● **Provided entries**
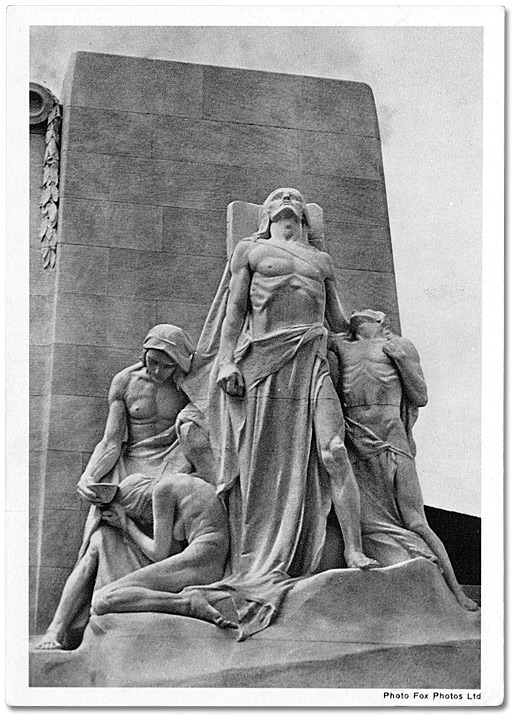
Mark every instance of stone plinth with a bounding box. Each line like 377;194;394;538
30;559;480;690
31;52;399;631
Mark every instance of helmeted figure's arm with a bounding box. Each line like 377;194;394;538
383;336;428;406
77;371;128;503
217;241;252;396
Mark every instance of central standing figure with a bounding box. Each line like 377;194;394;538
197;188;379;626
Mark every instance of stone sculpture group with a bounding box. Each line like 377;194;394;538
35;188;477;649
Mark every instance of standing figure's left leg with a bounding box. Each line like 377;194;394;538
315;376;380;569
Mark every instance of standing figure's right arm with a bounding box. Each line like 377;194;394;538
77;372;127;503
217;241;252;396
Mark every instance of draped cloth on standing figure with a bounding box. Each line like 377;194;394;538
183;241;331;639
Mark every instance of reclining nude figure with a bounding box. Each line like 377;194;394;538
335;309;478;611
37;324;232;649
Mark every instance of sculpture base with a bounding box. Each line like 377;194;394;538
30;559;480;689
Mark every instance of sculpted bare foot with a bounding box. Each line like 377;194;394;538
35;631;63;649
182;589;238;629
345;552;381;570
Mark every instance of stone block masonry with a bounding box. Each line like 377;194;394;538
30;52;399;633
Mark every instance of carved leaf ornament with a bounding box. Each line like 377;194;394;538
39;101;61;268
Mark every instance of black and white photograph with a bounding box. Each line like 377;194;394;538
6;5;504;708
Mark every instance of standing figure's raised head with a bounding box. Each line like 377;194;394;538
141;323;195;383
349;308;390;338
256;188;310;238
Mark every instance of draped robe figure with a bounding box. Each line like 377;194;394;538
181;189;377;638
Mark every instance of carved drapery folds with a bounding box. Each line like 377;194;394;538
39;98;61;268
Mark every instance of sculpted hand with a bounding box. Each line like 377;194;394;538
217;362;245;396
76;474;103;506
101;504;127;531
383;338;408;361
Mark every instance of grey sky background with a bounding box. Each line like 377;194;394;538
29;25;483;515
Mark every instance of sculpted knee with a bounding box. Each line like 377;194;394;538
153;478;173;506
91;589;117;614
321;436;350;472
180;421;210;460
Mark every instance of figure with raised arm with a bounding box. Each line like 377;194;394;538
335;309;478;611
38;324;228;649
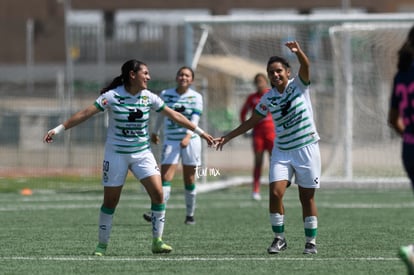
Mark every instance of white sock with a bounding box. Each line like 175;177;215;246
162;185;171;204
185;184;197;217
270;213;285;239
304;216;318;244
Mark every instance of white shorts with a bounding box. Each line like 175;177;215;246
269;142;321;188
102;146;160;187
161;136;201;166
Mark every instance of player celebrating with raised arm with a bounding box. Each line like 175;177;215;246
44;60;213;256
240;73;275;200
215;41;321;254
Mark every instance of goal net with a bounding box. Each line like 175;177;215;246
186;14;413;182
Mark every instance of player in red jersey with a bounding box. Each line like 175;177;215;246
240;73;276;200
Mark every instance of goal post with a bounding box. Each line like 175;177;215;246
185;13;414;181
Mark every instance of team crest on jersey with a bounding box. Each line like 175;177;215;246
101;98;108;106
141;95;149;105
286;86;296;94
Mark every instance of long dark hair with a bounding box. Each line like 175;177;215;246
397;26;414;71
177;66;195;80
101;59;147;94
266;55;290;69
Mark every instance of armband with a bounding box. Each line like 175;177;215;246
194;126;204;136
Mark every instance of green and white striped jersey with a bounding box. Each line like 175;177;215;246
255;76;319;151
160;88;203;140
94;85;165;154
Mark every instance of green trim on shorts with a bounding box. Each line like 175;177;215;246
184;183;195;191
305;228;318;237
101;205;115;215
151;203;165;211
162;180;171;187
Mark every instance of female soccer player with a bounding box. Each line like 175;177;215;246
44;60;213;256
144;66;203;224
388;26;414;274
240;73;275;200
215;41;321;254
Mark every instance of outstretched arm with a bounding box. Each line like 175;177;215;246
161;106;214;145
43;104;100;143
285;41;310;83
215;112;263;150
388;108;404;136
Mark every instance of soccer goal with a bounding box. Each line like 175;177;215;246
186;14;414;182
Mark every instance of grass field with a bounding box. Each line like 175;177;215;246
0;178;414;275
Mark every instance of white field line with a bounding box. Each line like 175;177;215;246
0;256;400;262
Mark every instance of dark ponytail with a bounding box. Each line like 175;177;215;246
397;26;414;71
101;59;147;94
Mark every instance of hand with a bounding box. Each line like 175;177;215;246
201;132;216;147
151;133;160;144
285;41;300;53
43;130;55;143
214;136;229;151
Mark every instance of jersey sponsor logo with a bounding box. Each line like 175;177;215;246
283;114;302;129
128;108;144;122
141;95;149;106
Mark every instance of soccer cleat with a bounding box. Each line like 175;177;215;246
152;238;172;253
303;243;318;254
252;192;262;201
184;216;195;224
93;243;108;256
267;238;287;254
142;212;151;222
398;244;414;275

...

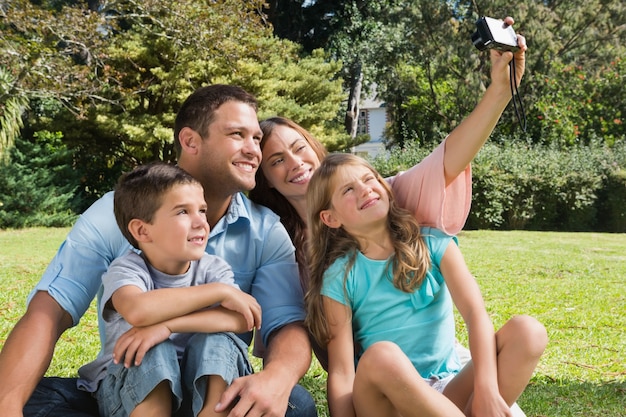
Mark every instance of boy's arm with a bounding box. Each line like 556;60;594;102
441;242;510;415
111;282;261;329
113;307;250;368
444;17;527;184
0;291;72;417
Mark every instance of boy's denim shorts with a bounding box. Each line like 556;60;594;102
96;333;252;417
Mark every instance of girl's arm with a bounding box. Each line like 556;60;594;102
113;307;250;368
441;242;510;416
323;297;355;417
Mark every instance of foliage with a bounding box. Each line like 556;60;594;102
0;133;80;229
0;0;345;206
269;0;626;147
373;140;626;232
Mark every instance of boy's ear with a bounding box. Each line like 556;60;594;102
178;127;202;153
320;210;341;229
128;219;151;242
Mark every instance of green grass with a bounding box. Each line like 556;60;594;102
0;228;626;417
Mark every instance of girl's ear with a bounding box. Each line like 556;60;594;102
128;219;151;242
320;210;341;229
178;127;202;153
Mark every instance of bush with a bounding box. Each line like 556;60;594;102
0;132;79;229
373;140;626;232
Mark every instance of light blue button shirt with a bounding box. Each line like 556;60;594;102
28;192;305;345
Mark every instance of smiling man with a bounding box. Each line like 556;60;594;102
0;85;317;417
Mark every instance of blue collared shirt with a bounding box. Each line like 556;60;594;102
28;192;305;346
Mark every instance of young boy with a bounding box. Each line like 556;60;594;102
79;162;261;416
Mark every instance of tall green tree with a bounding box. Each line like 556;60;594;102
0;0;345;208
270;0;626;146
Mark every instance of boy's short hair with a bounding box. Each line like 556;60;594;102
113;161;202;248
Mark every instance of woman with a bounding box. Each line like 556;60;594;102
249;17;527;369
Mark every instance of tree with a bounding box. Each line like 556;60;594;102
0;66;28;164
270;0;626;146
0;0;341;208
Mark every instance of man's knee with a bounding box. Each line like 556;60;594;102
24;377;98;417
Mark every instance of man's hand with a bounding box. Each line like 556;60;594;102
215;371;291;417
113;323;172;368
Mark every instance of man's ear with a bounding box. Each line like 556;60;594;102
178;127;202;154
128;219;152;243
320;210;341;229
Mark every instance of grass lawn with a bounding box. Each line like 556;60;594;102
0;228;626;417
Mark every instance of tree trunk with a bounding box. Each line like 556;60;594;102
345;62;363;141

* * *

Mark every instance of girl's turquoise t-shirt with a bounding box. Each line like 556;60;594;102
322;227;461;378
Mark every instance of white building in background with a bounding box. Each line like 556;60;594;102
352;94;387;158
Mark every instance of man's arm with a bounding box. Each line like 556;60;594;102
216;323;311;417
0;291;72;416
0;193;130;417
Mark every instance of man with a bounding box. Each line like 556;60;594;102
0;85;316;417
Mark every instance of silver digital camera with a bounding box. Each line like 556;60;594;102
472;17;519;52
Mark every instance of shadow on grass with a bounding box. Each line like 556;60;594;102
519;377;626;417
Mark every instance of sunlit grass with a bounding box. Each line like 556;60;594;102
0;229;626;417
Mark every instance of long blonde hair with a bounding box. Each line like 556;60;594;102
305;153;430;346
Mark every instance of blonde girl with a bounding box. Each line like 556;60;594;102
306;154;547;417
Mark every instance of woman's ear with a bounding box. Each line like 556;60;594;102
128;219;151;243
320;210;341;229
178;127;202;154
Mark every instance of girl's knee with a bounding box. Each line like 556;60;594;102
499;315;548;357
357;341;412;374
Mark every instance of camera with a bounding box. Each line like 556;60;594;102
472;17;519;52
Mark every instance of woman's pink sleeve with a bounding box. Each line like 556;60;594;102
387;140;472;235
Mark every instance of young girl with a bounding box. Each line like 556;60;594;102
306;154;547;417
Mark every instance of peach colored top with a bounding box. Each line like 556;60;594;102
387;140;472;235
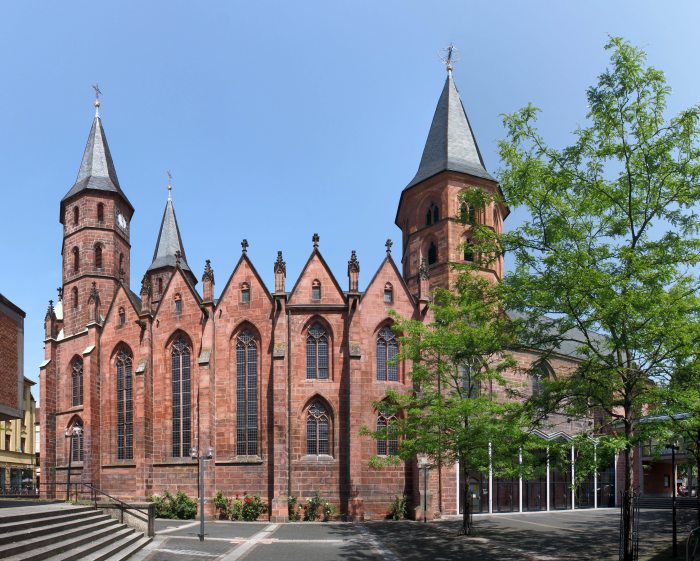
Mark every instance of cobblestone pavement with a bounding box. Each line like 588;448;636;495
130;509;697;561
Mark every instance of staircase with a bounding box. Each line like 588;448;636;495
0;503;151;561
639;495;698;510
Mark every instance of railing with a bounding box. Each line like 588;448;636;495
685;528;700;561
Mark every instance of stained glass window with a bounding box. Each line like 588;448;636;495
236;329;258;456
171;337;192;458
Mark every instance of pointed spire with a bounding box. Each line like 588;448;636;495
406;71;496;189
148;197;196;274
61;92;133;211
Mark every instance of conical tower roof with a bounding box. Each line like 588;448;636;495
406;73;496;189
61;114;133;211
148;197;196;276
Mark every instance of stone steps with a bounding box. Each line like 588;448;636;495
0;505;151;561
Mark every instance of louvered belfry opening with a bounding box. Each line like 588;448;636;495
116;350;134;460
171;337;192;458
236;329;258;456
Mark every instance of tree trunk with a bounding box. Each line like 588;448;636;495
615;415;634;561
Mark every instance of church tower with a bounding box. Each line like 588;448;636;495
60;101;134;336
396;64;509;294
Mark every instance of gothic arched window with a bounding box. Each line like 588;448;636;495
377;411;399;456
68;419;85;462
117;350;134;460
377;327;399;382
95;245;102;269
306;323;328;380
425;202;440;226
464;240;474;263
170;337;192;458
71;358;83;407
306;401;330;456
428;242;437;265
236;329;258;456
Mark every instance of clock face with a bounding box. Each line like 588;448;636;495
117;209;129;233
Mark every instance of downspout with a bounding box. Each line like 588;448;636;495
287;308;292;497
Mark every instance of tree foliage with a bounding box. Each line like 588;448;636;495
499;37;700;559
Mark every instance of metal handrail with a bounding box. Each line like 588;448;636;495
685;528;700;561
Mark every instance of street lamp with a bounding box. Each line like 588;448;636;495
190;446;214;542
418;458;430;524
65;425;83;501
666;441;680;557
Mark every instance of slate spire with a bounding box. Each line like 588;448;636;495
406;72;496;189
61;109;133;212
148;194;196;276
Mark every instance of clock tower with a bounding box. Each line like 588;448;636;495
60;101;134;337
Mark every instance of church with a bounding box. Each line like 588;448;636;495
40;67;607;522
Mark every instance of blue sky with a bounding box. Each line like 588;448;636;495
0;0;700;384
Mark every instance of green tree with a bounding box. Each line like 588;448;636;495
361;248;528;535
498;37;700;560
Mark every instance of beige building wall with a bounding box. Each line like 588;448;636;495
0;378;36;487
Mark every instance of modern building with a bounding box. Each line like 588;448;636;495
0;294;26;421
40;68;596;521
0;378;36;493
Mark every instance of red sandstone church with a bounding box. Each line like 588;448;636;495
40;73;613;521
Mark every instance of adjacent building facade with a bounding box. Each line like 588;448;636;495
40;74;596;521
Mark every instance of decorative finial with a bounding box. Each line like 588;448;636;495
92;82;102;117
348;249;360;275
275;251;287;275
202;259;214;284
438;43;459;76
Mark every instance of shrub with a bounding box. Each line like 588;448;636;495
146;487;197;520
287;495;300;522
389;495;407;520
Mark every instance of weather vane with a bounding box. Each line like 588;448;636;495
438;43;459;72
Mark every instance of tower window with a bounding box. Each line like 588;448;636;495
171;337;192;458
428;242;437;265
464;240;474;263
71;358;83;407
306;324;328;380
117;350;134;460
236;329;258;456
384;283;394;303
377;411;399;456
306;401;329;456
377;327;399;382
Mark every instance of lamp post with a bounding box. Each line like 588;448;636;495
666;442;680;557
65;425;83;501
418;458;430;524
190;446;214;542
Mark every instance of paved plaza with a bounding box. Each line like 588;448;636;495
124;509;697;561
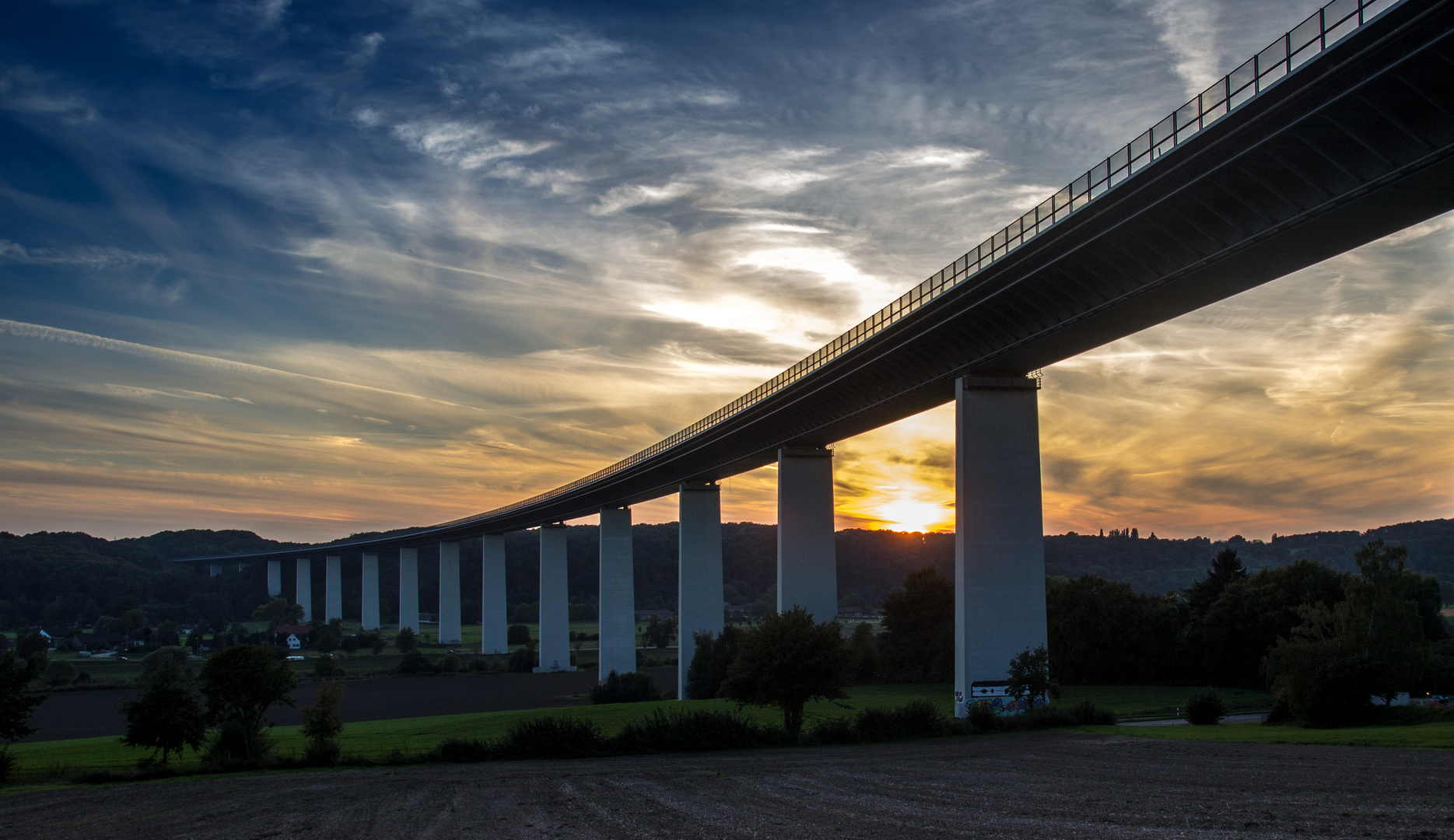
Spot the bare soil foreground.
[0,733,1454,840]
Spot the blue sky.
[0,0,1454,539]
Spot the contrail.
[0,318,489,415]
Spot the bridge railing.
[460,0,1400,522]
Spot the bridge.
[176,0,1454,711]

● **Set problem**
Rewrite the part of the material that opens with the line containing "Mark every instance of white sock" and closes with the line containing "240;73;276;200", replacing "bounding box" with "rectangle" and leaving everything else the same.

● **Exercise solution**
Mark every instance of white sock with a rectangle. Each line like 175;177;215;246
162;185;171;204
185;184;197;217
270;213;285;239
304;216;318;244
Mark every instance of white shorts with a rectangle. Each line like 175;177;215;246
269;142;321;188
102;146;160;187
161;136;201;166
Mark every instance of player celebrating with raised arm with a rectangle. Each line like 175;177;215;246
44;60;213;256
240;73;275;200
215;41;321;254
Mark every instance of goal net with a rectangle. Each line like 175;177;215;246
186;14;413;182
Mark every instance of player in red jersey with a rectangle. Each line like 175;177;215;246
240;73;276;200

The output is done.